» **İstenenler**:
1 – Suriye’deki çatışmalar haberine göre şu ifadelerin her biri doğru mu: (a) Haber 9 Mart 2025’te yayınlandı. (b) Eski rejim ordusundan 50 asker öldü. (c) Tartus’ta 60 sivil hayatını kaybetti. Her birine evet ya da hayır diye yanıt verin ve kararı belirleyen sözcükleri haberden aynen alıntılayın.
2 – Suriye’deki çatışmalar haberinin "Suriye’nin güney ve" ile başlayıp "siviller de bulunuyor." ile biten bölümünü, "silahlı gruplar" ifadesini "muhalif gruplar" ile değiştirerek yeniden yazın.

» **Verilen Metin**:
%%

• Ana Sayfa
  • Gündem
  • Suriye’de üç gündür çatışmalar devam ediyor: En az 240 ölü

Suriye’de üç gündür çatışmalar devam ediyor: En az 240 ölü

Suriye’nin sahil kentlerinde son 3 gündür yaşanan çatışmalarda sivillerin de aralarında bulunduğu en az 250 kişi hayatını kaybetti. Alevilerin çoğunlukta olduğu Lazkiye kentinde onlarca kişinin Suriye güvenlik güçleri tarafından infaz edildiği belirtildi.

Suriye’de üç gündür çatışmalar devam ediyor: En az 240 ölü
Suriye’de üç gündür çatışmalar devam ediyor: En az 240 ölü
Haber Merkezi
  • Yayınlanma: 8 Mart 2025 11:15
  • Güncellenme: 8 Mart 2025 16:04

Suriye’nin güney ve sahil kentlerinde son üç gündür çatışmalar sürüyor. Lazkiye, Tartus ve Hama’da, Suriye geçiş hükümetine bağlı güçler ile silahlı gruplar arasında çıkan çatışmalarda şu ana kadar en az 250 kişi hayatını kaybetti. Ölenler arasında siviller de bulunuyor.

Suriye İnsan Hakları Gözlemevi (SOHR) raporuna göre, Suriye geçiş hükümetine bağlı güvenlik güçlerinden 50, eski rejim ordusundan 45 olmak üzere en az 95 asker öldü. Raporda yer alan bilgilere göre, Lazkiye’de 76, Tartus’ta 60 ve Hama’da 6 olmak üzere toplam 142 sivil hayatını kaybetti.

AFP haber ajansının haberine göre, SOHR, sivillerin ‘beş ayrı katliamda’ öldürüldüğünü belirterek, “Kurbanların büyük bir çoğunluğu Savunma ve İçişleri Bakanlığı ile bağlantılı unsurlar tarafından infaz edildi” ifadelerini kullandı.

%%

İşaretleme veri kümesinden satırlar
%%

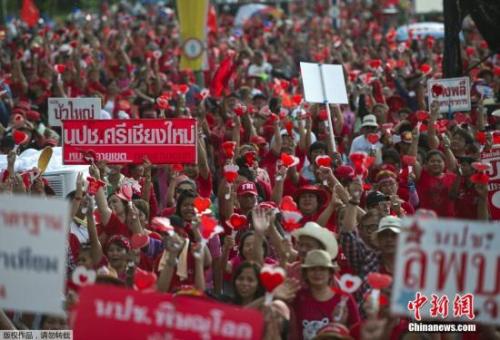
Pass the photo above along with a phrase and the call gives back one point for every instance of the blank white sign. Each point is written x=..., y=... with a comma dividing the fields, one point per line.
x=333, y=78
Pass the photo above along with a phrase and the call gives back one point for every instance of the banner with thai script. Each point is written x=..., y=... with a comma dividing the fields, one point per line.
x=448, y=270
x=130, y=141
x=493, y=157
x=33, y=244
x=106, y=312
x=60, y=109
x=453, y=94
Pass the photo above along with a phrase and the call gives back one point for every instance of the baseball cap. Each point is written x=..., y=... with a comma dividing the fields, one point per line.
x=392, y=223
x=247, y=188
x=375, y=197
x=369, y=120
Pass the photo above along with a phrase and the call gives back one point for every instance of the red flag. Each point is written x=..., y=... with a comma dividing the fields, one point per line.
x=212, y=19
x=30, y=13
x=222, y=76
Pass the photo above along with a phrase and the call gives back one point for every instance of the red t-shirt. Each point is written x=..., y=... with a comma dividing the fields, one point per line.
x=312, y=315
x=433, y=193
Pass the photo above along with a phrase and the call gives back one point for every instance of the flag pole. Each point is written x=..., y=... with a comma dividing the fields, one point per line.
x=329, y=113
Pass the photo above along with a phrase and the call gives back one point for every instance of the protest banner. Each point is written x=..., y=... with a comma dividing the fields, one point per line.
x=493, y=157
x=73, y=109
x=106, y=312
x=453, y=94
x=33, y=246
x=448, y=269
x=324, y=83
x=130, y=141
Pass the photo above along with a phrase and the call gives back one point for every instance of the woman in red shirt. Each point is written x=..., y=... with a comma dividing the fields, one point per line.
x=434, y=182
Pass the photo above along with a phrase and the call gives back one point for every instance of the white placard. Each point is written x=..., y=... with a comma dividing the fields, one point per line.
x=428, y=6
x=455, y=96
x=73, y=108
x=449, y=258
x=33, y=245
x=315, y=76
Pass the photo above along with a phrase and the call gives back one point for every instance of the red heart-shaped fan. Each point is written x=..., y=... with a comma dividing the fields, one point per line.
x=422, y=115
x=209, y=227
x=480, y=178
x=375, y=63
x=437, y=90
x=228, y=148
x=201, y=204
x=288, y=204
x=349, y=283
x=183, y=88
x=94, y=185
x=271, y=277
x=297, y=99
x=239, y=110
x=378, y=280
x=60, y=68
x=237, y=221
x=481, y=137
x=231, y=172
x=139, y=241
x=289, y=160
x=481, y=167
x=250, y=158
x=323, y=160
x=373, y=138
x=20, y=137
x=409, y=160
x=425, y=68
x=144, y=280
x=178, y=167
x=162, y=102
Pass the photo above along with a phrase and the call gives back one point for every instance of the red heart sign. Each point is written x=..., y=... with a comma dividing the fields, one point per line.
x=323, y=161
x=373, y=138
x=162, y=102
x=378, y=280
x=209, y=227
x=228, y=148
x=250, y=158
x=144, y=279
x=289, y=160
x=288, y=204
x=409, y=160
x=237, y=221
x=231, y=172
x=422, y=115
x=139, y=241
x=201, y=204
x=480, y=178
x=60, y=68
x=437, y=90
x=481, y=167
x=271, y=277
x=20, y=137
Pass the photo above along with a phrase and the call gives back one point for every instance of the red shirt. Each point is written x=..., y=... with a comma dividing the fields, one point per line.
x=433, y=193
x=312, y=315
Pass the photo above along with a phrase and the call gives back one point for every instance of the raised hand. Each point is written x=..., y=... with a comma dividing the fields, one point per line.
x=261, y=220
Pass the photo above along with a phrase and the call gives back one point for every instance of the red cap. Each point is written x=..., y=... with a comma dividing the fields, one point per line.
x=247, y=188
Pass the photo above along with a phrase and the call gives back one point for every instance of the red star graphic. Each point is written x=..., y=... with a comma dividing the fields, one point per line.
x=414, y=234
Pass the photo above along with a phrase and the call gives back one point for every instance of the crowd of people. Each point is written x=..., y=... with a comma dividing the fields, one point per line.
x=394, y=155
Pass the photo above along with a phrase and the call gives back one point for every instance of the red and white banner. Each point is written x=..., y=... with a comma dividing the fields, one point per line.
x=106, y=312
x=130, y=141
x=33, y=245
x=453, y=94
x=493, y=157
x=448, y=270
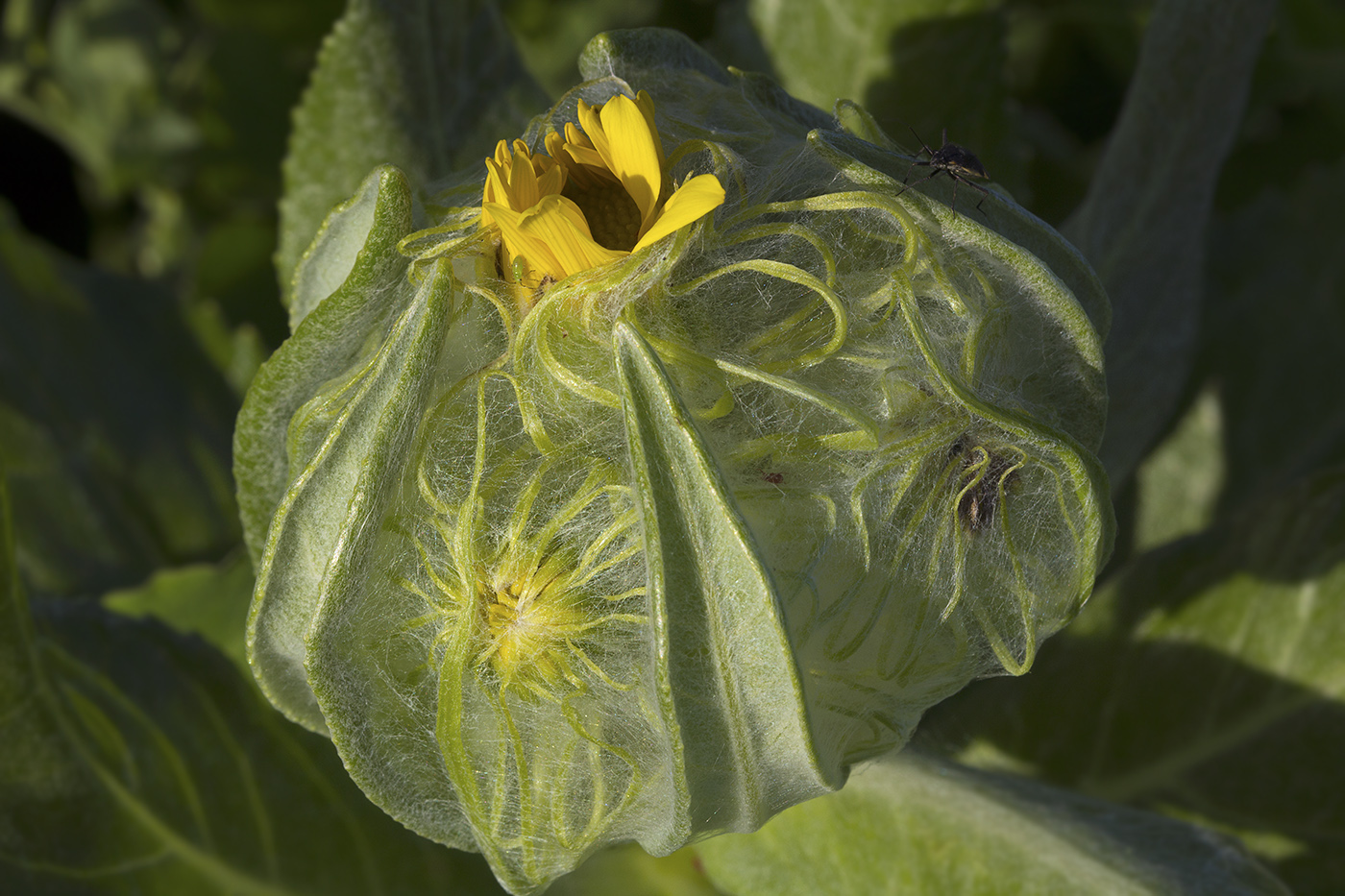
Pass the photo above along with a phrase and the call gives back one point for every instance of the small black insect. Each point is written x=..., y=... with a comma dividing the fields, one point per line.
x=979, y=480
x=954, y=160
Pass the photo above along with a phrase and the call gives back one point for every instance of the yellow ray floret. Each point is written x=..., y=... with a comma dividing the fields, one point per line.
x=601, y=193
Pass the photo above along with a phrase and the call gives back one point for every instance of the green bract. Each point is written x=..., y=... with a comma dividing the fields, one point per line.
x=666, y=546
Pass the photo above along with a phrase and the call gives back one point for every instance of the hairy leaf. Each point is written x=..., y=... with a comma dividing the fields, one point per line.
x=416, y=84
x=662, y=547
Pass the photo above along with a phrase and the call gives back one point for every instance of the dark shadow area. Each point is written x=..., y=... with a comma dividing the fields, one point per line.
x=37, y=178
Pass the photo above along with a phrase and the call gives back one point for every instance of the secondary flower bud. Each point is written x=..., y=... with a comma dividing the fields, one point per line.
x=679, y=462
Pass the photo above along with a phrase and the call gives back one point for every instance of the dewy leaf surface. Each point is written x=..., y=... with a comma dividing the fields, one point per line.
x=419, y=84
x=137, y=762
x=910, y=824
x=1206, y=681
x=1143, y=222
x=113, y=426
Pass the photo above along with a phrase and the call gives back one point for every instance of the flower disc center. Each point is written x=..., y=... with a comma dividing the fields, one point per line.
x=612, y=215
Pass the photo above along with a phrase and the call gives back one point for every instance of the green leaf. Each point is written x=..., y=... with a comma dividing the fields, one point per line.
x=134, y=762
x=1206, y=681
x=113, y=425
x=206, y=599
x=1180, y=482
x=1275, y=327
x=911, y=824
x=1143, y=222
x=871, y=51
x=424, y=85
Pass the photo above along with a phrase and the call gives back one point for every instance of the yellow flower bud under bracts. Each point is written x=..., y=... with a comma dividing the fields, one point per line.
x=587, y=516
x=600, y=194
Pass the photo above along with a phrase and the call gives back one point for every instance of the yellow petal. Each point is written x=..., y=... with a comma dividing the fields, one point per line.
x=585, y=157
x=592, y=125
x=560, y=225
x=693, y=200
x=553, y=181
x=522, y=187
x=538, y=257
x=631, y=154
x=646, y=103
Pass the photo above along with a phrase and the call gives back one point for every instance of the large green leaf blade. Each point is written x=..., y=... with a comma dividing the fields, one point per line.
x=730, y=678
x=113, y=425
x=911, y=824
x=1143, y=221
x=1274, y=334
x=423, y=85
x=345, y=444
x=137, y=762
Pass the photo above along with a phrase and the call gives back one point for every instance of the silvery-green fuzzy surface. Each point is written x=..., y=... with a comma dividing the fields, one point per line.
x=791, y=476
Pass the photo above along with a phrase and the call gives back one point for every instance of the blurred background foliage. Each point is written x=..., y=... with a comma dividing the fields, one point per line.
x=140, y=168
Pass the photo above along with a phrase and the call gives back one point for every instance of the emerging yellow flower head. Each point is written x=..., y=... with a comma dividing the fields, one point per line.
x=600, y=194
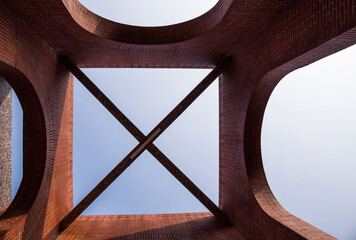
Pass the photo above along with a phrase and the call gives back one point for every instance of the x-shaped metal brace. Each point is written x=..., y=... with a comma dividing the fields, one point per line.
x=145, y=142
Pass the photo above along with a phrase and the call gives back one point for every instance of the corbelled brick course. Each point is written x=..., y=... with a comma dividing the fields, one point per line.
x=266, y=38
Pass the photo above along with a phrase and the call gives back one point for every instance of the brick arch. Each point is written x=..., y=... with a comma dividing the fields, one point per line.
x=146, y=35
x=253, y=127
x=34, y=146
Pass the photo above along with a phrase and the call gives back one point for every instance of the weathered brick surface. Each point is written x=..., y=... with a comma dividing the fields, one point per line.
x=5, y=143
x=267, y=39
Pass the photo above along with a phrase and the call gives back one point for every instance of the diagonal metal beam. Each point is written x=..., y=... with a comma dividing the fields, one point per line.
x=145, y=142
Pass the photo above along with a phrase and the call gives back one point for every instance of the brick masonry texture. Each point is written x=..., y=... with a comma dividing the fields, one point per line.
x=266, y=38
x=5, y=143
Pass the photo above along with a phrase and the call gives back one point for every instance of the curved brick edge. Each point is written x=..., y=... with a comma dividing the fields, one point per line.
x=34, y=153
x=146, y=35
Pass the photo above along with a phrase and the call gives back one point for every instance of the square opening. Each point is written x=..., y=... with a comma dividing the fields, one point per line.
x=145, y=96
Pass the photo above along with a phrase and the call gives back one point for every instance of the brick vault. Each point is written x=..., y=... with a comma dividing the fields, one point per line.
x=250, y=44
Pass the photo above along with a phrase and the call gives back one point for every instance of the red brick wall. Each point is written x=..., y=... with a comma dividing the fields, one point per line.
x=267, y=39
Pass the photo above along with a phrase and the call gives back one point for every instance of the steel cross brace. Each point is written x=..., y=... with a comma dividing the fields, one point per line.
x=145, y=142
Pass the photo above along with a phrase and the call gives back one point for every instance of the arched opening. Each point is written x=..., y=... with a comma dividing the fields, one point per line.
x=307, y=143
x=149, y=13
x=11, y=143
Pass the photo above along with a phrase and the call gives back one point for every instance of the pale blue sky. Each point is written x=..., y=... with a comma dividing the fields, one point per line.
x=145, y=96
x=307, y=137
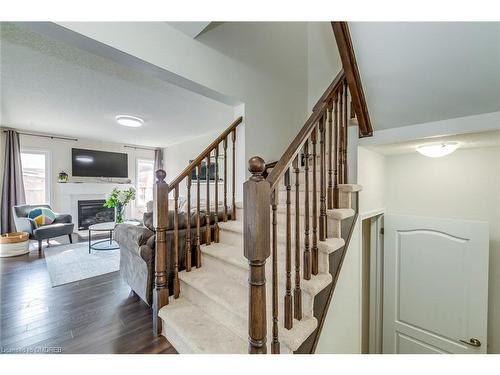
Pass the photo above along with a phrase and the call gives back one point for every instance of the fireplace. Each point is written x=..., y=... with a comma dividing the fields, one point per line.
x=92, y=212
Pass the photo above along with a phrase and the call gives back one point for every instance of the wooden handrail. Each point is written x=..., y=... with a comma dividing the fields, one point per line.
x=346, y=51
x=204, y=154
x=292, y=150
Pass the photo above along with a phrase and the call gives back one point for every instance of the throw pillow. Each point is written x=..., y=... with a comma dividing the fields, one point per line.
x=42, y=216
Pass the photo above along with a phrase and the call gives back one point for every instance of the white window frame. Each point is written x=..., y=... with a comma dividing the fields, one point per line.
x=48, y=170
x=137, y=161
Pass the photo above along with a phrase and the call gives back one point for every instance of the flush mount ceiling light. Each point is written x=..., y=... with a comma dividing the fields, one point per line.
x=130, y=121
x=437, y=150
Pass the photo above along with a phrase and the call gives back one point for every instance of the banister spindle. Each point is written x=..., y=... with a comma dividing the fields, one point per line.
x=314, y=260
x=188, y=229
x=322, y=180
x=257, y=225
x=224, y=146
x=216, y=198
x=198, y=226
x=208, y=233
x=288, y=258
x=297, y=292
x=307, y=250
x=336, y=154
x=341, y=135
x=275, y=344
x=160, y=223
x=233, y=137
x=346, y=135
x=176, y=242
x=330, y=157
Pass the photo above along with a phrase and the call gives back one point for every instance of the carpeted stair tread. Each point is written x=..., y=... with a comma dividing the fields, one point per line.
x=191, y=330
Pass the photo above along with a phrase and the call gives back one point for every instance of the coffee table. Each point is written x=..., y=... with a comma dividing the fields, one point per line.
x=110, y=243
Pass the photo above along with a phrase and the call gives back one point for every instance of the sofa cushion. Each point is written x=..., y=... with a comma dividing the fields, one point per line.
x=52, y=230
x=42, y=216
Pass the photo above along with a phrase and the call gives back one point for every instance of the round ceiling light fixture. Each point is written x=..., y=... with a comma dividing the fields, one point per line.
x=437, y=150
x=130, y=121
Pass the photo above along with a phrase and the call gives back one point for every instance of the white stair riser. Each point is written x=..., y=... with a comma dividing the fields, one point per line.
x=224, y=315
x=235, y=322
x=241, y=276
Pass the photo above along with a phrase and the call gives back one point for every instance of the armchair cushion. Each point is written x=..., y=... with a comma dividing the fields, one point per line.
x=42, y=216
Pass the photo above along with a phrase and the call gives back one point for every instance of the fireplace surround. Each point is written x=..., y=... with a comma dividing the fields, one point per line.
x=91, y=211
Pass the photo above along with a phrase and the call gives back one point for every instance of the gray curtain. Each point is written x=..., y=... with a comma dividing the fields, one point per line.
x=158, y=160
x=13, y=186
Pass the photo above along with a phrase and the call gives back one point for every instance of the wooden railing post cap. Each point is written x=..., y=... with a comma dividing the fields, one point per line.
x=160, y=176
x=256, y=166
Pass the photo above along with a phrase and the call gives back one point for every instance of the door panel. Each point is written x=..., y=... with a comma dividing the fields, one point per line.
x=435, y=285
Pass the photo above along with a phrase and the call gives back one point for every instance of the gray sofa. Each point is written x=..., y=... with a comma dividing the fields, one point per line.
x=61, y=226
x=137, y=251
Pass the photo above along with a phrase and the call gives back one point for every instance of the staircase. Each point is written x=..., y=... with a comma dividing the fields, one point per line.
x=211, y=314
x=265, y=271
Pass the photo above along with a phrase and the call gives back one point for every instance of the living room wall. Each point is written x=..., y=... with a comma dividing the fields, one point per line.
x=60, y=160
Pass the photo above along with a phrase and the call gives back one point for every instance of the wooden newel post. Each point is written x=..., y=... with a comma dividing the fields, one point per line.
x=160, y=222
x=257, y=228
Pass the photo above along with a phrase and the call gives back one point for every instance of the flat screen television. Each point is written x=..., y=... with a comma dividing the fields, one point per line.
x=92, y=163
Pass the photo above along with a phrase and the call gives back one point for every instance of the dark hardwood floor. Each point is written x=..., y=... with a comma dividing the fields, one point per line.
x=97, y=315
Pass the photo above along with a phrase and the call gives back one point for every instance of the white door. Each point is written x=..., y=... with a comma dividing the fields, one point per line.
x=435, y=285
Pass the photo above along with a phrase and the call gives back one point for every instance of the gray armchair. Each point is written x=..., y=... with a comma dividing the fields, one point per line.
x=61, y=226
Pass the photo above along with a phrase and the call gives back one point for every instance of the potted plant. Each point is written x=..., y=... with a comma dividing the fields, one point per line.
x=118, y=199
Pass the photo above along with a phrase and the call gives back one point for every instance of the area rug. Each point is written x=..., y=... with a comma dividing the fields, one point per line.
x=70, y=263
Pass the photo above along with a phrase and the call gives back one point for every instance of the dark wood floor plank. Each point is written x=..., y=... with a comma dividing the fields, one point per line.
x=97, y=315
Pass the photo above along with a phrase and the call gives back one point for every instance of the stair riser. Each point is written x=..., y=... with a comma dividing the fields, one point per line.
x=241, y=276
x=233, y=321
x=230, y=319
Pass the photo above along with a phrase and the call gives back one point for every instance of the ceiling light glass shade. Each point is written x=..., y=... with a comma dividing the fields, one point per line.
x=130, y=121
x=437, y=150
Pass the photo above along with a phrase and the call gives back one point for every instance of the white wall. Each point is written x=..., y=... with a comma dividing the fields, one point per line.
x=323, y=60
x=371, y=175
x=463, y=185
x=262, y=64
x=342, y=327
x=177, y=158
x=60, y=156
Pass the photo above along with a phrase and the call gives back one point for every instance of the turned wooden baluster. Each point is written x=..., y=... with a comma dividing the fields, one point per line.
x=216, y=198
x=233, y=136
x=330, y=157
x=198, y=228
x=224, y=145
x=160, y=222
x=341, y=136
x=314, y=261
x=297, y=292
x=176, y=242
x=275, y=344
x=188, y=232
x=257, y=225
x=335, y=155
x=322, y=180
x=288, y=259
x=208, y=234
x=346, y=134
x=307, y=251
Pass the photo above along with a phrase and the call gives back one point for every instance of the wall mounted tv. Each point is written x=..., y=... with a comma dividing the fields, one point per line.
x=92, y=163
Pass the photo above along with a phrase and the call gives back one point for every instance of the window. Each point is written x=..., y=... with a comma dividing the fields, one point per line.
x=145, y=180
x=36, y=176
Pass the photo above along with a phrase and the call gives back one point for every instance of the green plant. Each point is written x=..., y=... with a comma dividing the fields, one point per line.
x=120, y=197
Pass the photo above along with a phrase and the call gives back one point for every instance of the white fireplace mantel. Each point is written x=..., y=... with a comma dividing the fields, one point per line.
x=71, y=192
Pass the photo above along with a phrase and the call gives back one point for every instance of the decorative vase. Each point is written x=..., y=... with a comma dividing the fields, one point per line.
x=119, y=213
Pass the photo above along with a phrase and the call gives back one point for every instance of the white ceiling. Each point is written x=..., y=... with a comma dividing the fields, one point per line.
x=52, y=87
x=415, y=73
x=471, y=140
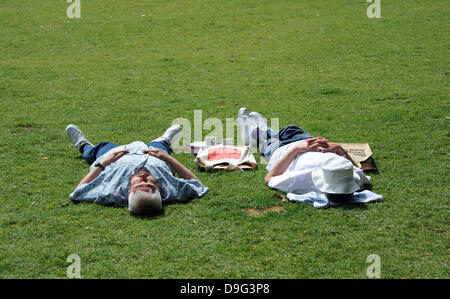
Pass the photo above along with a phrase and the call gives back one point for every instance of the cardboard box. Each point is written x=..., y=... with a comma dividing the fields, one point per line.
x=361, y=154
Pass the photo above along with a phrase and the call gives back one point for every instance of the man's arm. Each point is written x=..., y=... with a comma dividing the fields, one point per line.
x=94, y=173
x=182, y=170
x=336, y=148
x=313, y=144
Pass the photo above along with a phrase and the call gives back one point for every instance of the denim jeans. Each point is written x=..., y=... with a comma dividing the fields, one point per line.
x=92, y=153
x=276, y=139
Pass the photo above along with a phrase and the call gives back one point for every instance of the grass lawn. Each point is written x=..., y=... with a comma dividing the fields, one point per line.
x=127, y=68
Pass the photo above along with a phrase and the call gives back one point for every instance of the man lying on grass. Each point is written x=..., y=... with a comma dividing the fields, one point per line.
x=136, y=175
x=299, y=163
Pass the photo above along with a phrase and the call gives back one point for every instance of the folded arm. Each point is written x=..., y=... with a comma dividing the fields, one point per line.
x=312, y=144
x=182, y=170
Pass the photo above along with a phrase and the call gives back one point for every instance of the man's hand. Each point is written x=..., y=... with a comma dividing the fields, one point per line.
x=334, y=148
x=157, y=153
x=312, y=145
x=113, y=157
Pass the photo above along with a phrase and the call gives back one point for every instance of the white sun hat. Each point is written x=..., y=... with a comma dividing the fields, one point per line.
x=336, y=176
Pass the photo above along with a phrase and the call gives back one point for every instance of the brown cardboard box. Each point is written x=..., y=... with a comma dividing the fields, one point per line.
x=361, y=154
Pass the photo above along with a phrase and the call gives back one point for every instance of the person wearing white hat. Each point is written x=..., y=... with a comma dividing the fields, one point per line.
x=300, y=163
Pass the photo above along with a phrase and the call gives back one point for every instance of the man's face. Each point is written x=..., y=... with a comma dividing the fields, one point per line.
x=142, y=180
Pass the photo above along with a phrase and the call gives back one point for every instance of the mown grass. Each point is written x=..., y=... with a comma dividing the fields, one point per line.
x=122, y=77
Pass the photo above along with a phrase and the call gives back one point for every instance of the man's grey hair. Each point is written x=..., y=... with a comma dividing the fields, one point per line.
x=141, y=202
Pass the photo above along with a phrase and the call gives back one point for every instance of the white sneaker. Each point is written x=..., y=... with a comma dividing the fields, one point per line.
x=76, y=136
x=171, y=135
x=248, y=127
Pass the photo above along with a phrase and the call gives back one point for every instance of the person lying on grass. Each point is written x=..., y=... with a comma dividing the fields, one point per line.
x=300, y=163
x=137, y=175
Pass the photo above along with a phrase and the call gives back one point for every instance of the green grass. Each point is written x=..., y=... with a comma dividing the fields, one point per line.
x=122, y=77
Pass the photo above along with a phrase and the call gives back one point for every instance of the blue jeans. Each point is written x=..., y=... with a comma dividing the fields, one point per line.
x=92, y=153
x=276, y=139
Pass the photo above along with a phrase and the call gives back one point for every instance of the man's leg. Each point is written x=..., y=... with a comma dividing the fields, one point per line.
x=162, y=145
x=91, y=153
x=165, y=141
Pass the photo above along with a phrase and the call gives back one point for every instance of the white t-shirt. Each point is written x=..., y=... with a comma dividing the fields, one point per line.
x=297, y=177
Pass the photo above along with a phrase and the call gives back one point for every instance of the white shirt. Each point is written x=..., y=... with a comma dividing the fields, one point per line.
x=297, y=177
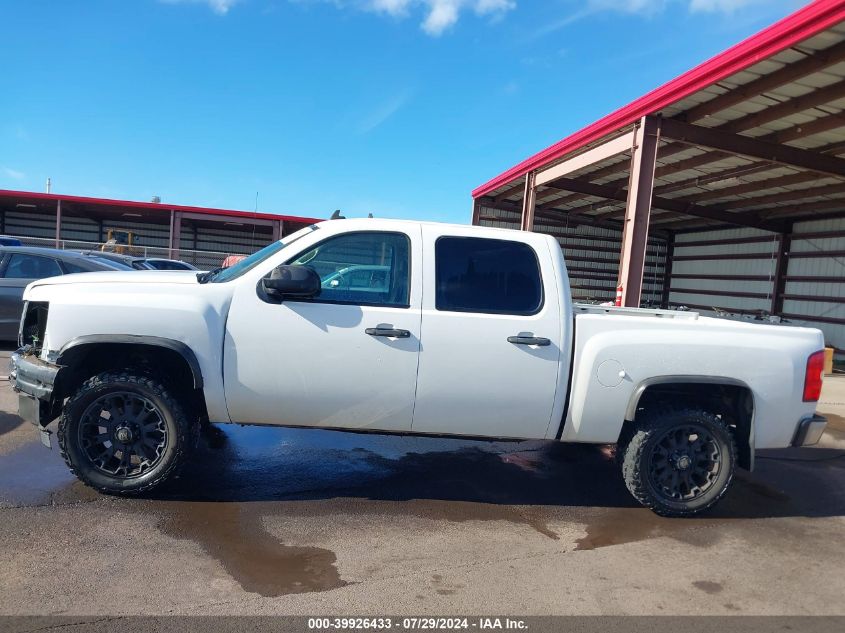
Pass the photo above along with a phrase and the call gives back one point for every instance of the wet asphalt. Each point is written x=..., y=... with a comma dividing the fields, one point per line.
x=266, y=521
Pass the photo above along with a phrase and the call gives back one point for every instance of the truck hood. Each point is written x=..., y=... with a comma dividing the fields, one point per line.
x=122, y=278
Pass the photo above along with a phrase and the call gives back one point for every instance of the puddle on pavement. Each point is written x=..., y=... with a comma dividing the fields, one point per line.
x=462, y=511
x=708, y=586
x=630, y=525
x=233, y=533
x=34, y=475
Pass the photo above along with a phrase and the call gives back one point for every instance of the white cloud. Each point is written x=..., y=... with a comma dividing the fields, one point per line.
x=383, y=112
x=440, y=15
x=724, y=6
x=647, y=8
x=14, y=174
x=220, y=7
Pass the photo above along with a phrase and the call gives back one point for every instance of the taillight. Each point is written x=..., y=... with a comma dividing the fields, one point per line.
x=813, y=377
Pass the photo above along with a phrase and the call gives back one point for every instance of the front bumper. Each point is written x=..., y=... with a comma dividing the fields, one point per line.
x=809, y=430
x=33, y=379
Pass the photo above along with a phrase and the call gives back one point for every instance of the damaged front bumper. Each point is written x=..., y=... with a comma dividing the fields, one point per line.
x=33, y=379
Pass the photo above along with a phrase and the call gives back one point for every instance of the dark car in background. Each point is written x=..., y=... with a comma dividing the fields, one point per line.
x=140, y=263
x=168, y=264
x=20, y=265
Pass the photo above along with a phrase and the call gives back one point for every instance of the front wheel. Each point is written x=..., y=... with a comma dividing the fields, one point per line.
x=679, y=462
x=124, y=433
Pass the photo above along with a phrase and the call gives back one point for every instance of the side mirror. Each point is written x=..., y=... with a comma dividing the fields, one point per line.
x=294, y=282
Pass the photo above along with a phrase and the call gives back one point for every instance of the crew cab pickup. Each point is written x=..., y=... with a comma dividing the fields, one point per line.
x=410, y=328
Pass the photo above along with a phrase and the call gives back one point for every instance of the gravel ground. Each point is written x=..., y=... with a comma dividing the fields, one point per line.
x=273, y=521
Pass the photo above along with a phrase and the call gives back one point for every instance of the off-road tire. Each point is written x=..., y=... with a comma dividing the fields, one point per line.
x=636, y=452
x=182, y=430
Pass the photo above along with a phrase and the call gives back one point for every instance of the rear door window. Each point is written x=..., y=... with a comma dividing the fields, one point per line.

%%

» **Görev Yanıtları**:
1 –
(a) Hayır: "Yayınlanma: 8 Mart 2025 11:15"
(b) Hayır: "eski rejim ordusundan 45"
(c) Evet: "Tartus’ta 60"

2 –
Suriye’nin güney ve sahil kentlerinde son üç gündür çatışmalar sürüyor. Lazkiye, Tartus ve Hama’da, Suriye geçiş hükümetine bağlı güçler ile muhalif gruplar arasında çıkan çatışmalarda şu ana kadar en az 250 kişi hayatını kaybetti. Ölenler arasında siviller de bulunuyor.